Given exercise A
Say whether each statement agrees with the passage on Plato and Epicurus, answering yes or no and quoting the words from the passage that decide it. (i) Epicurus rejected the theory of ideas because he was a materialist. (ii) Plato inherited the belief in the transmigration of souls from Socrates. (iii) Scientists depend chiefly upon dramatized logic.

Document passage
- - -

The deceptiveness of analogy, however, does not prevent it from flourishing, and Plato committed himself to the use of it unreservedly.  In this he was abetted by a happy coincidence.  The method of analysis by question and answer, developed by Socrates recently before, commended itself as the very technique that was needed for the quest of definitions in the domain of ethics.  By disposition Socrates was a gifted actor, staging semiprivate theatricals before small groups.  As for Plato, in an earlier age he might have become a dramatist.  Thus it is not astonishing that the fruit of their joint invention was the dramatization of logic which is called dialectic, best exemplified by the Platonic dialogues.

Yet this was only the beginning.  One false step invites another.  The quest of a definition, of justice, for example, presumes the existence of the thing to be defined.  If equilateral triangles did not exist, they certainly could not be defined.  Assume that justice can be defined and at once it is assumed that justice exists just as equilateral triangles exist.  Hence arose Plato’s theory of ideas.  The word idea means shape or form and he thought of abstract notions as having an independent existence just as geometrical figures exist, a false analogy.

The theory of ideas was rejected as an absurdity by the young Epicurus, because he was a materialist and denied all existences except atoms and space.  The theory once rejected, the instrument became useless; scientists have no use for dramatized logic; they depend chiefly upon their senses.

Plato became guilty of another error upon which the sharp-eyed Epicurus did not fail to place a finger.  From Pythagoras was inherited the belief in the repeated rebirth or transmigration of souls.  Along with this went the belief that the body was a tomb or prison-house, which blurred the vision of reason and prevented perfection of knowledge.  All that the human being perceived was the transient appearance of things as opposed to the eternal ideas.  This to Epicurus was virtually skepticism.

This error, moreover, was compounded and also aggravated.  Closely allied to geometry was the study of astronomy.  The latter, in turn, required the observation of heavenly bodies.  Thus Plato was in the position of assuming the validity of sensation in the case of the remoter phenomena and denying it in the case of the nearer terrestrial phenomena.  This was a glaring inconsistency.

The aggravation consisted in the belief that circular motion, which was in those days ascribed to heavenly bodies, was the only perfect and eternal motion and identifiable with Reason itself.  Reason, in turn, was identified with the divine nature.  Therefore the planets were declared to be gods.  This seemed both shocking and absurd to Epicurus; shocking because it meant having more gods to fear, absurd because august gods were assumed to become hurtling balls of fire.

These criticisms, plainly explicit or implicit in the writings of Epicurus, were as stinging and penetrating as any to be urged against Platonism in antiquity, and to men of the Academy they seemed nothing short of blasphemy.”

- - -

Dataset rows
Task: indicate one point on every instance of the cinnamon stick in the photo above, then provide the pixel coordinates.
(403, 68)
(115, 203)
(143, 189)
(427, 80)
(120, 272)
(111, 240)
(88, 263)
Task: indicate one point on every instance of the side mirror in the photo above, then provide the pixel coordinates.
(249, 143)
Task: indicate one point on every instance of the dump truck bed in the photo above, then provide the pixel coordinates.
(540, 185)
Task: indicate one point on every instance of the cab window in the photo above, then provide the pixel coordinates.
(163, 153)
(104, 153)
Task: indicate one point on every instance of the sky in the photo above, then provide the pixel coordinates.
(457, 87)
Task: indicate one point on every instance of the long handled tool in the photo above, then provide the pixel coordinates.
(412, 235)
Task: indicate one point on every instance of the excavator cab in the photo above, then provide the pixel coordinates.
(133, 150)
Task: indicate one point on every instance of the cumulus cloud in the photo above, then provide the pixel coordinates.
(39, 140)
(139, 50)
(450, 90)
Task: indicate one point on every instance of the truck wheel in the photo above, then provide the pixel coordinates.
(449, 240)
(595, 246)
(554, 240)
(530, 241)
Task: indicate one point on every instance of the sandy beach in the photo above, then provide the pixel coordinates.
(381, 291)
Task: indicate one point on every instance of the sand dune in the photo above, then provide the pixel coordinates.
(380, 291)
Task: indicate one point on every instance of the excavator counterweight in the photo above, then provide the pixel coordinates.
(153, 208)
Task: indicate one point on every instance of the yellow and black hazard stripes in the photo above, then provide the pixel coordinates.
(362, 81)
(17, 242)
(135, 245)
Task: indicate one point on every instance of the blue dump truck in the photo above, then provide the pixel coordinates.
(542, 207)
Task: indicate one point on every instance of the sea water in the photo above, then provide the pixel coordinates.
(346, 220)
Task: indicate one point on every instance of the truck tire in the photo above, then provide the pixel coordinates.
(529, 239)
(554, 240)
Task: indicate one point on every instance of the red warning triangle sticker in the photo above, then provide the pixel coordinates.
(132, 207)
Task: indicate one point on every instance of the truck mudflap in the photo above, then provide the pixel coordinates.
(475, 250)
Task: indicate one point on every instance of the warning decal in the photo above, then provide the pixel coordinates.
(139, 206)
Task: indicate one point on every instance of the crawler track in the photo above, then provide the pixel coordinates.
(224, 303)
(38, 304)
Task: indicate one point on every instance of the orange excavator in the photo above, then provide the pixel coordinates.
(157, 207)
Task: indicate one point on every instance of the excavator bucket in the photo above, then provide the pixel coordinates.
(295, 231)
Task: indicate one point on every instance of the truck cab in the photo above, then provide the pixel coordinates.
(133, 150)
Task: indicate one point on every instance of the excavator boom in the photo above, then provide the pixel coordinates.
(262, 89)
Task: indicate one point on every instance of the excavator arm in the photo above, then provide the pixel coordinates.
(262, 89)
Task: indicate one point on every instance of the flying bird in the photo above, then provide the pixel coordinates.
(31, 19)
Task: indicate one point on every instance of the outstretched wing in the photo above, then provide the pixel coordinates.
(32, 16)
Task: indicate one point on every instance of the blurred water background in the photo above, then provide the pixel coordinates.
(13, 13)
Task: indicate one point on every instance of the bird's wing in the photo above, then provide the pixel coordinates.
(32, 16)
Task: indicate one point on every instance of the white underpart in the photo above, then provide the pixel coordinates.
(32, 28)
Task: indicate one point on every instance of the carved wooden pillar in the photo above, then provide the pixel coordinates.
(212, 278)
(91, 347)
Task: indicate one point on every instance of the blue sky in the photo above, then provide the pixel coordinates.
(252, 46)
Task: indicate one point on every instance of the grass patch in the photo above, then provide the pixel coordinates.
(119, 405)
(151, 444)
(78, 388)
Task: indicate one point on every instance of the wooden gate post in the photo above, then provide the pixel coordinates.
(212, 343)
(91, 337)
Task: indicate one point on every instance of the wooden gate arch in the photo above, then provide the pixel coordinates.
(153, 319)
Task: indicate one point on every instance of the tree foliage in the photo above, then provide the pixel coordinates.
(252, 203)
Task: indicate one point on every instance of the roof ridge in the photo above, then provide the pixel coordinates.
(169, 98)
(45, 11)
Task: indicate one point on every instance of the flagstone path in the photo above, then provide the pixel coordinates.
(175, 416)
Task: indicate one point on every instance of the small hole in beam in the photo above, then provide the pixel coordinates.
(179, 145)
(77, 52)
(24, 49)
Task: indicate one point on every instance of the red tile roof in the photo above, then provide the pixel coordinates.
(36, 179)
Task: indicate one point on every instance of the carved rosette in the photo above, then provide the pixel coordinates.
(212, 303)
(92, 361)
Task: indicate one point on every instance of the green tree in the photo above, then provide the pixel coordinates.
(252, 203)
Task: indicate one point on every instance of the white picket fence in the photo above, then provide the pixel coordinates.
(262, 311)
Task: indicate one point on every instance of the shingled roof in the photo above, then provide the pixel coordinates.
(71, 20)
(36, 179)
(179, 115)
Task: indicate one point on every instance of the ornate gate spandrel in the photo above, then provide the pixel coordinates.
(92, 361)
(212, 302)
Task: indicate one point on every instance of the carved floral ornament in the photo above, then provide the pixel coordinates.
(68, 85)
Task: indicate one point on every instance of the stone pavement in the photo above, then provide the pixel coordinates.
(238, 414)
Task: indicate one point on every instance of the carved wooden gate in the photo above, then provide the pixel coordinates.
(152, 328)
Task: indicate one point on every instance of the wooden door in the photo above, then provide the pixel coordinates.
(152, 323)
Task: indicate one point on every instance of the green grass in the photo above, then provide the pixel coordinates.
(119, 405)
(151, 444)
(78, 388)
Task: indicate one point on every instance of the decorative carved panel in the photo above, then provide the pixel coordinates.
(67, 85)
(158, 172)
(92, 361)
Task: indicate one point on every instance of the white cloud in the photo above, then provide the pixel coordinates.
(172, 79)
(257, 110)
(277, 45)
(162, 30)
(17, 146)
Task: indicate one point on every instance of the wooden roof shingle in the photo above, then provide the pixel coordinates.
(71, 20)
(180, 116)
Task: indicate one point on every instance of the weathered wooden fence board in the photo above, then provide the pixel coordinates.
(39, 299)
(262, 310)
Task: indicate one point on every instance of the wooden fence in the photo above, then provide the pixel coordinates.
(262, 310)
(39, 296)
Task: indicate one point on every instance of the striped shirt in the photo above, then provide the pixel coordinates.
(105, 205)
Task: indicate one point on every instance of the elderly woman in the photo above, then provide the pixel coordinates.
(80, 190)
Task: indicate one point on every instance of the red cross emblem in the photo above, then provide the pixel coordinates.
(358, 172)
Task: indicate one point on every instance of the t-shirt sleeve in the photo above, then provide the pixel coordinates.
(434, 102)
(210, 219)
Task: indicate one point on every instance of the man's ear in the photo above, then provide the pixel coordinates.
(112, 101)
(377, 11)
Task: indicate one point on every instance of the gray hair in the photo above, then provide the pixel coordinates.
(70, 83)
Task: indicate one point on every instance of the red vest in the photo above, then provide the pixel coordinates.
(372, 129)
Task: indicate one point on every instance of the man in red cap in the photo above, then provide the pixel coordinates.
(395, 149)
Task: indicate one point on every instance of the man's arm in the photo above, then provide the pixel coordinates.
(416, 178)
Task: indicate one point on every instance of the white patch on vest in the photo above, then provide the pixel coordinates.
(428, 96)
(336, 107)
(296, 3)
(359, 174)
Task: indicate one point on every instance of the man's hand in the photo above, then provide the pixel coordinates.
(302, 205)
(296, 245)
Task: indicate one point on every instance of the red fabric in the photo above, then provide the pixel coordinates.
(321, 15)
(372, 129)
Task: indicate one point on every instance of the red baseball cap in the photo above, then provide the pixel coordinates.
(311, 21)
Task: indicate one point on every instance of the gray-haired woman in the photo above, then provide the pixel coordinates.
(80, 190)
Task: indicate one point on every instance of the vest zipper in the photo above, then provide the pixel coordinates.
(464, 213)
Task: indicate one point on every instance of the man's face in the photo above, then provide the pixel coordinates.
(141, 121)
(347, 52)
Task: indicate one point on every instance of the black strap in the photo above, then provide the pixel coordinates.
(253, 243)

- - -

Given exercise B
Duplicate the dataset rows without any changes, from the line containing "Task: indicate one point on every instance of the gray-haired" through the last line of the rows, both ends included.

Full response A
(i) Yes: "rejected as an absurdity by the young Epicurus, because he was a materialist and denied all existences except atoms and space"
(ii) No: "From Pythagoras was inherited the belief in the repeated rebirth or transmigration of souls."
(iii) No: "scientists have no use for dramatized logic; they depend chiefly upon their senses."

Full response B
Task: indicate one point on every instance of the gray-haired woman in the photo above, then provide the pixel coordinates.
(80, 190)
Task: indicate one point on every instance of the vest zipper in the photo above, then provide the pixel coordinates.
(464, 213)
Task: indicate one point on every instance of the man's face in the photo above, then provide the pixel coordinates.
(141, 121)
(347, 52)
Task: indicate one point on every instance of the black strap in the photo above, then provide the pixel coordinates.
(253, 243)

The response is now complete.